■ PROMPT: How many lines in these records hold the string "instance"? State only that number.

[Opening DATA FOR ANALYSIS section]

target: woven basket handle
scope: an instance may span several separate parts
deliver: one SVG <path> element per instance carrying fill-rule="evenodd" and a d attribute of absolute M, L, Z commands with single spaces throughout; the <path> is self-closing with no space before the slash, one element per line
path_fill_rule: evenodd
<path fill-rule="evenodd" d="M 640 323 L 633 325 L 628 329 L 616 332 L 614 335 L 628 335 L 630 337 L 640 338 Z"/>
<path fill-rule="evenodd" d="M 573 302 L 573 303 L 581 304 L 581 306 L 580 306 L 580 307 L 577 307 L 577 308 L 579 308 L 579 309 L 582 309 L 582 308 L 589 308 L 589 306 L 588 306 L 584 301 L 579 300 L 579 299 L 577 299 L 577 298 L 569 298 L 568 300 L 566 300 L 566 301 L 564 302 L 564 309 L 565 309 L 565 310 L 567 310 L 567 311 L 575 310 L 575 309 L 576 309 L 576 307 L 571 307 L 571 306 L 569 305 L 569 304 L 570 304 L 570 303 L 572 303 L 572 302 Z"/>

[Closing DATA FOR ANALYSIS section]

■ REPLY TO THE EXERCISE: 2